### Directions
The data needs to be returned in full, exactly as it reads.

### The records
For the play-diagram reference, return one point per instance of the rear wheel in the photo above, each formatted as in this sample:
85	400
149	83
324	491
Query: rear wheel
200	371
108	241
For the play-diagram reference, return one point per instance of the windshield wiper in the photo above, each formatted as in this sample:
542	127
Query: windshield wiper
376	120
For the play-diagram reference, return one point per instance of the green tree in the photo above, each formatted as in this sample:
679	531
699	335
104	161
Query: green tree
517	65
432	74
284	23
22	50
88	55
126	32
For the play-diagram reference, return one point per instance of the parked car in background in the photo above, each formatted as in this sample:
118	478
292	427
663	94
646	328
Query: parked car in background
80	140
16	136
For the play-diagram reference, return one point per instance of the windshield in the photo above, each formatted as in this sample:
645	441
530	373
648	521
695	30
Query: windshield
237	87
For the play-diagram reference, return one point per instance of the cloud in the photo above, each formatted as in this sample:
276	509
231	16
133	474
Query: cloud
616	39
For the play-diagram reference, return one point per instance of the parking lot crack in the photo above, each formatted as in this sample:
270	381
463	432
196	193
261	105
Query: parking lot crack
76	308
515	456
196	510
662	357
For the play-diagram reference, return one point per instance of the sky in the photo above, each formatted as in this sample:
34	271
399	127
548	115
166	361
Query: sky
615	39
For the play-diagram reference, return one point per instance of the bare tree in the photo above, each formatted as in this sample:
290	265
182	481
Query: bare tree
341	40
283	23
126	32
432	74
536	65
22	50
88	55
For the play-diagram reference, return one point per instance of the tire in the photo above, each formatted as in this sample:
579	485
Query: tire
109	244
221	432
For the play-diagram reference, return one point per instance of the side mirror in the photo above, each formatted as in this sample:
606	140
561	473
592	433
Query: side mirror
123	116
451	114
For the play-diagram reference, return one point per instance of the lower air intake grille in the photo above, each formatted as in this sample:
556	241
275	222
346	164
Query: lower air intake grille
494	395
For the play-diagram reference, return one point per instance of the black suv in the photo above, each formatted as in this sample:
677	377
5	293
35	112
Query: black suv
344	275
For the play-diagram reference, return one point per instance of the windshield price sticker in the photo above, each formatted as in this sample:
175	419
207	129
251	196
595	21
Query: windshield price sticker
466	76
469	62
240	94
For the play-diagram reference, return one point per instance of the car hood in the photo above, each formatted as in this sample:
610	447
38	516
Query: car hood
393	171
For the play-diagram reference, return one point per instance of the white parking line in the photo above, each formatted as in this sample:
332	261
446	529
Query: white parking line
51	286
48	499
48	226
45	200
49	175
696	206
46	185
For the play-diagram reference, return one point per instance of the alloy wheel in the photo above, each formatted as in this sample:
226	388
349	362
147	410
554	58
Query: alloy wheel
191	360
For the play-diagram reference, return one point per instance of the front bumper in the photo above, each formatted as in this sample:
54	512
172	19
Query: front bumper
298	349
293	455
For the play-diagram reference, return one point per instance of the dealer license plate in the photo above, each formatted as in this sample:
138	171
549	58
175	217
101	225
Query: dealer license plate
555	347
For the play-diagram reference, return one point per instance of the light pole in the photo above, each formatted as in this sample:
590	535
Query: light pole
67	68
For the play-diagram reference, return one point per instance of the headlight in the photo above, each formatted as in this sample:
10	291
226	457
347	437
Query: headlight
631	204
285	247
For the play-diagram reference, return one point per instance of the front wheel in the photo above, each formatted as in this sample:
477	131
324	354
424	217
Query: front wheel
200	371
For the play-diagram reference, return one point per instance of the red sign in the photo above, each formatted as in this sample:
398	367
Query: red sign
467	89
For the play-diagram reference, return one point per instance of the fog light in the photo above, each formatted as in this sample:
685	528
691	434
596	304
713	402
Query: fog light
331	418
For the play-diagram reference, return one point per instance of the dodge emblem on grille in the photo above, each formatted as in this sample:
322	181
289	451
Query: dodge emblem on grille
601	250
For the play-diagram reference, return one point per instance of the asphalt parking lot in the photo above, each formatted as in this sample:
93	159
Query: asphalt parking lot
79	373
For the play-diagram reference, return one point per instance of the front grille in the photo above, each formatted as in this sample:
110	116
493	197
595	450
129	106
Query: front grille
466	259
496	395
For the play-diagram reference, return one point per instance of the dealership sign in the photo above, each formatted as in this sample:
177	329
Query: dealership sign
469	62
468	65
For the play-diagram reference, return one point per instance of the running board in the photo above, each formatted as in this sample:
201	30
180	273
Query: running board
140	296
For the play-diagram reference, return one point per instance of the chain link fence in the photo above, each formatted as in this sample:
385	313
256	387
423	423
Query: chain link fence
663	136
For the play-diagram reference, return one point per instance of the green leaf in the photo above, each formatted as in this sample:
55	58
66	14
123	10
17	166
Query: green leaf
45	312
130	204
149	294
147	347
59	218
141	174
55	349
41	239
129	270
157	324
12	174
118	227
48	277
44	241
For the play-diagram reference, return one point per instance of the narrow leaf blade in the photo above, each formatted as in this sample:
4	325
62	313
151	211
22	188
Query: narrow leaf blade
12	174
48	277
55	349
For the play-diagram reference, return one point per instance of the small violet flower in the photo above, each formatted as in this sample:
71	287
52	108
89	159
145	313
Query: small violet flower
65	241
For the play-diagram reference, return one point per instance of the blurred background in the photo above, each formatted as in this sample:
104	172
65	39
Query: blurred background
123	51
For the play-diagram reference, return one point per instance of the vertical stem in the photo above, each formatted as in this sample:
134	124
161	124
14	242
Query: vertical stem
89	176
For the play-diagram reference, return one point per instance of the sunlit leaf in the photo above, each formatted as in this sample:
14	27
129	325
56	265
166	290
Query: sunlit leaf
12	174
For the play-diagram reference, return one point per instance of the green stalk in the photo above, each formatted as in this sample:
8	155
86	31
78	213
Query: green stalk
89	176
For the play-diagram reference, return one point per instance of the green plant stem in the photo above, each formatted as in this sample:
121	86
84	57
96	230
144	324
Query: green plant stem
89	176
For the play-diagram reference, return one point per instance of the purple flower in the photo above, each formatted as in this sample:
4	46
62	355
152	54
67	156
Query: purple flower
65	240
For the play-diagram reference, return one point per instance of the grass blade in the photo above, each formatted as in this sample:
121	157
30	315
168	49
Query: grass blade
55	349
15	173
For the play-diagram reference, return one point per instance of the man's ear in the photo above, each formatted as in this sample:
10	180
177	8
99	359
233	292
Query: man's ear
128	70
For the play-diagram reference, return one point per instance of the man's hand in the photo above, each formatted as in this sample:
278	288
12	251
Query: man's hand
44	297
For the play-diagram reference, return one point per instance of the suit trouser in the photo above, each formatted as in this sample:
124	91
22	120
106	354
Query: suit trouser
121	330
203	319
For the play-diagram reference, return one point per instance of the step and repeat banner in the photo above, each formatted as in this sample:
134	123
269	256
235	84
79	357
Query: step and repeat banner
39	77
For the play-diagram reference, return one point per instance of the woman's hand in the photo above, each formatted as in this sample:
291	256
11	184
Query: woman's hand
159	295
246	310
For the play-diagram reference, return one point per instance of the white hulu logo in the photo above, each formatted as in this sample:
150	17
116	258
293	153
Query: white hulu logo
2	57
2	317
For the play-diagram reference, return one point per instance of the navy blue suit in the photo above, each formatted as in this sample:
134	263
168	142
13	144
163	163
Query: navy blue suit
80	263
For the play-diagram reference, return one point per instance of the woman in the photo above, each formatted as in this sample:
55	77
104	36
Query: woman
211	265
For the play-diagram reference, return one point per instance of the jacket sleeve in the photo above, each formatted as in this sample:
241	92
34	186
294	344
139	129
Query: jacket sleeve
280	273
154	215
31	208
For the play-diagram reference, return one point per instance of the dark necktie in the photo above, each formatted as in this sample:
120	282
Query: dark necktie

### Task output
For the play-diagram reference, return one point per instance of the rear wheel in the photo above, each formatted as in this sample:
85	400
149	83
324	491
Query: rear wheel
200	371
108	241
For the play-diagram reference, return one point per instance of the windshield wiper in the photo above, each formatted as in this sample:
542	127
Query: windshield wiper
376	120
For the play-diagram reference, return one point per instance of the green tree in the photo above, each formatted as in this sample:
679	531
699	335
104	161
Query: green tree
517	65
432	74
284	23
22	50
88	55
126	32
For the play-diagram reference, return one point per instance of the parked car in background in the photo above, each formatted as in this sample:
118	478
292	427
663	94
646	328
Query: parked car in background
80	140
16	136
For the play-diagram reference, return one point per instance of the windshield in the photo above, each formatted as in this sample:
645	441
530	373
648	521
695	30
Query: windshield
237	87
For the play-diagram reference, return one point per instance of the cloud in the photo above, each formatted as in this sample:
276	509
231	16
133	474
Query: cloud
616	39
For the play-diagram reference, return one point per instance of the parking lot crack in the photo above, each formatted as in this sample:
270	381
463	432
196	193
261	105
Query: parking lot crack
76	308
515	456
196	510
662	357
For the play-diagram reference, return one point per instance of the sky in the photo above, each formatted as in this sample:
34	271
399	127
548	115
166	361
Query: sky
615	39
For the play-diagram reference, return one point per instance of the bare tree in the photo above, each formatted as in this sample:
290	265
182	481
Query: bare tree
341	40
283	23
126	32
432	74
536	65
22	50
88	55
For the play-diagram reference, return one point per instance of the tire in the photo above, each formatted as in this sample:
579	485
Query: tire
109	244
221	432
For the play-diagram reference, return one point per instance of the side mirror in the photo above, each formatted as in this sample:
606	140
561	473
592	433
Query: side mirror
123	116
451	114
For the play-diagram reference, return one point per instance of the lower air intake grille in the photo above, each formatted as in this sample:
556	241
275	222
346	164
Query: lower air intake grille
494	395
For the play-diagram reference, return one point per instance of the black suv in the photo above, each formatted as in this sample:
677	377
5	293
35	112
Query: black suv
344	275
For the play-diagram reference, return one point per instance of the windshield price sticker in the photo above, each formatted as in this sample:
175	419
207	129
251	196
595	21
Query: windshield price sticker
466	76
469	62
240	94
For the play-diagram reference, return one point per instance of the car hood in the photo above, each formatted as in this sample:
610	447
38	516
Query: car hood
393	171
For the play-diagram reference, return one point per instance of the white parking line in the photo above, each formatted as in this sample:
332	261
446	529
Query: white parking line
51	286
48	499
48	226
45	200
49	175
696	206
46	185
For the play-diagram reference, return one point per instance of the alloy wheel in the photo above, each formatted as in this sample:
226	388
349	362
147	410
554	58
Query: alloy wheel
191	360
For the play-diagram reference, return one point per instance of the front bumper in the photo above, each formatted as in this sample:
54	512
172	19
Query: front bumper
298	349
293	455
For the play-diagram reference, return one point per instance of the dealer license plate in the photo above, each formatted as in this sample:
138	171
549	58
175	217
101	225
Query: dealer license plate
555	347
For the play-diagram reference, return one point per instance of the light pole in the photo above, each formatted as in this sample:
590	535
Query: light pole
67	68
For the play-diagram reference, return one point per instance of the headlight in the photo above, each formatted as in this sample:
10	291
226	457
347	437
Query: headlight
631	204
285	247
For the play-diagram reference, return one point per instance of the front wheel in the photo above, each formatted as in this sample:
477	131
324	354
424	217
Query: front wheel
200	371
For the play-diagram reference, return one point per instance of the red sign in the photo above, each formatted as in this sample:
398	367
Query: red sign
467	89
For the play-diagram reference, return one point per instance of the fog light in the photo above, each formatted as in this sample:
685	528
691	434
596	304
713	402
Query: fog light
331	418
For the play-diagram reference, return one point per instance of the dodge emblem on grille in the photo above, each formatted as in this sample:
322	181
289	451
Query: dodge emblem on grille
601	250
For the play-diagram reference, return one point per instance of the asphalt parking lot in the photo above, each formatted as in this sample:
93	159
Query: asphalt parking lot
79	373
For the play-diagram reference, return one point per instance of the front grille in the photo above, each formatted as in this sample:
110	116
493	197
595	450
129	106
Query: front grille
466	259
496	395
For the play-diagram reference, return one point per instance of the dealership sign in the photo above, each formatted as in this sample:
177	329
Query: dealership sign
469	62
468	65
For the play-diagram reference, return one point per instance of the running board in the photo above, each formatted as in this sample:
201	30
180	273
Query: running board
140	296
For the play-diagram reference, return one point per instance of the chain link fence in the photo above, each formatted as in this sample:
385	313
256	387
423	423
Query: chain link fence
663	136
For the play-diagram reference, return one point per instance of the green leaf in the photo above, each formatted as in this sample:
55	58
66	14
123	10
17	166
Query: green leaf
45	312
130	204
149	294
147	347
59	218
141	174
55	349
41	239
129	270
157	324
12	174
118	227
48	277
44	241
For the play-diagram reference, return one point per instance of the narrow leaf blade in the photo above, each formatted as in this sample:
4	325
62	313
151	211
22	188
Query: narrow leaf blade
12	174
48	277
55	349
For the play-diagram reference, return one point per instance of the small violet flower in the photo above, each formatted as in this sample:
71	287
52	108
89	159
145	313
Query: small violet flower
65	241
For the play-diagram reference, return one point per instance of the blurred background in the photo above, each formatted as in this sample:
104	172
65	39
Query: blurred background
123	51
For the play-diagram reference, return one point per instance of the vertical stem in the photo above, each formatted as in this sample:
134	124
161	124
14	242
Query: vertical stem
89	176
For the play-diagram reference, return one point per instance of the sunlit leaf in the photo above, each formatted as in this sample:
14	27
129	325
56	265
166	290
Query: sunlit leaf
12	174
For the play-diagram reference, return one point per instance of the green stalk in the photo above, each formatted as in this sample:
8	155
86	31
78	213
Query: green stalk
89	176
For the play-diagram reference, return one point per instance of the green plant stem in the photo above, each formatted as in this sample:
121	86
84	57
96	230
144	324
Query: green plant stem
89	176
For the play-diagram reference, return one point per instance of the purple flower in the photo above, each formatted as in this sample:
4	46
62	355
152	54
67	156
Query: purple flower
65	240
For the play-diagram reference, return one point per instance of the grass blade in the photo above, each formatted as in this sample:
121	157
30	315
168	49
Query: grass blade
55	349
15	173
For the play-diagram reference, return one point per instance of the man's ear in the photo above, each formatted as in this sample:
10	180
177	8
99	359
233	292
Query: man's ear
128	70
For the play-diagram reference, return one point per instance of the man's hand in the photo above, each formatted as in this sample:
278	288
12	251
Query: man's hand
44	297
For the play-diagram reference, return one point per instance of the suit trouser in the photo above, each formatted as in this sample:
124	91
22	120
106	354
Query: suit trouser
121	330
203	319
For the play-diagram reference, return one point per instance of the step and repeat banner in the photo above, each formatted as in this sample:
134	123
269	256
235	84
79	357
Query: step and repeat banner
39	77
For the play-diagram reference, return one point per instance of the woman's hand in the photo above, each formatted as in this sample:
291	256
11	184
Query: woman's hand
159	295
246	310
For the play-diagram reference, return one point per instance of the white hulu logo in the photo above, each formatted as in this sample:
150	17
116	258
293	153
Query: white hulu logo
2	57
2	317
For the play-diagram reference, return one point per instance of the navy blue suit in the photo above, each formatted as in this sample:
134	263
168	142
13	144
163	163
Query: navy blue suit
80	263
For the play-diagram reference, return one point per instance of the woman in the photo above, each formatted as in this sample:
55	77
104	36
Query: woman
211	265
For the play-diagram reference, return one point per instance of the jacket sleeve in the photo above, each formatted as in this sample:
241	92
34	186
294	344
139	129
Query: jacket sleeve
280	273
154	215
31	208
For the play-diagram reference, return one point per instance of the dark necktie in the photo above, each formatted as in this sample:
120	282
Query: dark necktie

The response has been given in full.